■ **TU TAREA**: ¿Puedes reproducir tal cual el fragmento del artículo sobre Abelardo que va desde "15 ene 2011" hasta "con mucho arte."?

15 ene 2011

Con las manos y lo que da la tierra.VICENTE LLADRÓ.Las Provincias.es


Si mañana mismo prohibieran usar los plásticos para fabricar una larga serie de recipientes, o quedaran paralizadas las fábricas de cemento, o se extinguieran de golpe modernos sistemas de producción agrícola intensiva, o no tuviéramos dinero para comprar lo que hoy adquirimos con tanta abundancia como vicio despreocupado, la inmensa mayoría de los mortales tendríamos serios problemas, pero no Abelardo, nuestro personaje, porque sabe hacer lo que muy pocos dominan hoy, y solo utiliza sus manos y lo que da la tierra. Recursos naturales, les llaman ahora. Lo que hay a su alrededor, en su pueblo de Alcublas, y lo trabaja con mucho arte.

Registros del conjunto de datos
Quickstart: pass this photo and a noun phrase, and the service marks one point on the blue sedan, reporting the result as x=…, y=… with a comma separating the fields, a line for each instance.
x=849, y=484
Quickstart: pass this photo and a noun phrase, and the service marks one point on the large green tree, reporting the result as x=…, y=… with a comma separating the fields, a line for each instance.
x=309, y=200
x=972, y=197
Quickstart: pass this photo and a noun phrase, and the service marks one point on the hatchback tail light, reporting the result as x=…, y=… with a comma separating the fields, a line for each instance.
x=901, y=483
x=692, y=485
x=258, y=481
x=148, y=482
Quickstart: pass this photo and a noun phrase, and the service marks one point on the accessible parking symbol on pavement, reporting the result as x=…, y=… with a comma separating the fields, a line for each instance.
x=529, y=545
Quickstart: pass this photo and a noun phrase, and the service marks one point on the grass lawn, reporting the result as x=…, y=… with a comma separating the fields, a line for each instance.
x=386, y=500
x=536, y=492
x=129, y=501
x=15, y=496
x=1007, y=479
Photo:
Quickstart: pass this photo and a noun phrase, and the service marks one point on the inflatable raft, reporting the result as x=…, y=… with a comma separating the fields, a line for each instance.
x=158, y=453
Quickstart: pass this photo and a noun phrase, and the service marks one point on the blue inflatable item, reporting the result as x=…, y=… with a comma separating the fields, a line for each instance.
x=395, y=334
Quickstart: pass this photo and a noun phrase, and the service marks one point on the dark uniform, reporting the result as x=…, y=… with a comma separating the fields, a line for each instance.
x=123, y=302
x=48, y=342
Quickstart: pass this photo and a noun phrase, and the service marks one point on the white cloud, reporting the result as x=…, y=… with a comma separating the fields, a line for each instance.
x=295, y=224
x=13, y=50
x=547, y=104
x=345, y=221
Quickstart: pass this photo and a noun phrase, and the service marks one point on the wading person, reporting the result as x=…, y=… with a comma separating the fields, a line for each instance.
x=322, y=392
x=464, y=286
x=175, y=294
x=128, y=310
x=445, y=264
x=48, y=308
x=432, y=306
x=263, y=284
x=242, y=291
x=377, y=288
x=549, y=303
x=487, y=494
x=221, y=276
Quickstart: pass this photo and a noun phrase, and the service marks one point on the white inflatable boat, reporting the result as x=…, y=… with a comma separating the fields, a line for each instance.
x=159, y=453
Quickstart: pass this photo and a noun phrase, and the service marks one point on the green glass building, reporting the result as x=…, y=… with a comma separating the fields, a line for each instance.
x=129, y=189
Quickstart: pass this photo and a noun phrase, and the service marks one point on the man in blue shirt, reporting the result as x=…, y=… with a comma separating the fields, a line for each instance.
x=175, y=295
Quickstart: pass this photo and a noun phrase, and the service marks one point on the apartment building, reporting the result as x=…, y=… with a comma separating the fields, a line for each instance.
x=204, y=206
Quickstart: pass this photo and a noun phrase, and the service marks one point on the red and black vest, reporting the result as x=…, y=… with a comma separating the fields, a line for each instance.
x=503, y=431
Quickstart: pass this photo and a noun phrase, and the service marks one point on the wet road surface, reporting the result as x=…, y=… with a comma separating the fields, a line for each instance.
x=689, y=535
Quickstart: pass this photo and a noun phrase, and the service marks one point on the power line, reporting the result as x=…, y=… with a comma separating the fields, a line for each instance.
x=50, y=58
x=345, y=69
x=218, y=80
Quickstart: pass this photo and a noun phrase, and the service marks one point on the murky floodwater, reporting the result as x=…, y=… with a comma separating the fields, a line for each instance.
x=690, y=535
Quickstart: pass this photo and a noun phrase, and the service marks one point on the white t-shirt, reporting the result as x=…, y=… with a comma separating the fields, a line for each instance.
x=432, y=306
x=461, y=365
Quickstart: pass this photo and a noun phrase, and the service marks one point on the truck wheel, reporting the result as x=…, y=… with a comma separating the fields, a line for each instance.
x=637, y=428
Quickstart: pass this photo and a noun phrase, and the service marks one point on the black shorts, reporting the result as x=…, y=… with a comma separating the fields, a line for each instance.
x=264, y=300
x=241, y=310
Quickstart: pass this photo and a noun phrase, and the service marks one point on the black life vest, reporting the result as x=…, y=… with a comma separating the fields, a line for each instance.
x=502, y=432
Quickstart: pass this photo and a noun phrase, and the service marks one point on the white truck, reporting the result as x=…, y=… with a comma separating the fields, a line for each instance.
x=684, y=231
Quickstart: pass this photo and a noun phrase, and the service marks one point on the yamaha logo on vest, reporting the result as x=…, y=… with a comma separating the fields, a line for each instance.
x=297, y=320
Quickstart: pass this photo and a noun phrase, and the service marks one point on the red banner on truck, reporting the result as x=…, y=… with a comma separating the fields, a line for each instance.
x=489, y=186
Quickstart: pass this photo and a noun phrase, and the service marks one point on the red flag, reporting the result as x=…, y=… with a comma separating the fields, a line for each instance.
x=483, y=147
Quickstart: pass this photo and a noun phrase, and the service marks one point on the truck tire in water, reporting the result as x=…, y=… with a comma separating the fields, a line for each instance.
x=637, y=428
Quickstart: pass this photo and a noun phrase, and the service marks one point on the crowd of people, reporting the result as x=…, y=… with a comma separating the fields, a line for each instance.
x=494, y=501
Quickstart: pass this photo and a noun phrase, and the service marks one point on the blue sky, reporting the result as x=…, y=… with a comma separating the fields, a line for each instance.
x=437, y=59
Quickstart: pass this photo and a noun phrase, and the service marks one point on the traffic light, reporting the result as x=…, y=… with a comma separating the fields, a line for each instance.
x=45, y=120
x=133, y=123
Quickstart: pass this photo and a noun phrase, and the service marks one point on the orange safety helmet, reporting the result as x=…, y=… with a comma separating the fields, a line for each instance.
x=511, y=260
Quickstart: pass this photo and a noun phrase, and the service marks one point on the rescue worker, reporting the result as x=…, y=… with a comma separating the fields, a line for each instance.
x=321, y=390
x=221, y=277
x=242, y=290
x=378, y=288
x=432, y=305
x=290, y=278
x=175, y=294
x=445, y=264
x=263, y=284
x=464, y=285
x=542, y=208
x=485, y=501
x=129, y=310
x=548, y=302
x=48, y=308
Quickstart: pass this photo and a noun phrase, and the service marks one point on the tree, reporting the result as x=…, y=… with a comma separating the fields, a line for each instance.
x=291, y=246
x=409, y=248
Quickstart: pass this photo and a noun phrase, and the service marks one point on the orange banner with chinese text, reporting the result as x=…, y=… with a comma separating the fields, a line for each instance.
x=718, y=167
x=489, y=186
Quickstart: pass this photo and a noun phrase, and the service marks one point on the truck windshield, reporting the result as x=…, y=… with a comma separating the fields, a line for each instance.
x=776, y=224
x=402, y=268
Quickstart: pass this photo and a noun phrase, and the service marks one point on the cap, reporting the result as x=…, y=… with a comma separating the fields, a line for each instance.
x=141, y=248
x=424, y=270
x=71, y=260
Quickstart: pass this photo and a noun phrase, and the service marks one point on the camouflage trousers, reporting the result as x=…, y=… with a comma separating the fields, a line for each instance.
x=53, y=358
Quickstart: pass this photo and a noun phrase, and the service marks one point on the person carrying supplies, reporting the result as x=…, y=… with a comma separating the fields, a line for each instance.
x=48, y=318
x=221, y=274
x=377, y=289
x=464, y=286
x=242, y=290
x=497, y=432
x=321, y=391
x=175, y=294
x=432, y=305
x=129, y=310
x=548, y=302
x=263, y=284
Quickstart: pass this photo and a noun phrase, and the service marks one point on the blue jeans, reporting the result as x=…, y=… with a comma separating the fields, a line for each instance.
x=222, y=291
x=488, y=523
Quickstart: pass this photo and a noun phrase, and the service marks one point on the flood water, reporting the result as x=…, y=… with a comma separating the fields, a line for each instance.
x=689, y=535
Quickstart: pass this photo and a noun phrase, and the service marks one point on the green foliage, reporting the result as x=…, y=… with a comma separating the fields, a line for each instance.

■ **RESPUESTA**:
15 ene 2011

Con las manos y lo que da la tierra.VICENTE LLADRÓ.Las Provincias.es


Si mañana mismo prohibieran usar los plásticos para fabricar una larga serie de recipientes, o quedaran paralizadas las fábricas de cemento, o se extinguieran de golpe modernos sistemas de producción agrícola intensiva, o no tuviéramos dinero para comprar lo que hoy adquirimos con tanta abundancia como vicio despreocupado, la inmensa mayoría de los mortales tendríamos serios problemas, pero no Abelardo, nuestro personaje, porque sabe hacer lo que muy pocos dominan hoy, y solo utiliza sus manos y lo que da la tierra. Recursos naturales, les llaman ahora. Lo que hay a su alrededor, en su pueblo de Alcublas, y lo trabaja con mucho arte.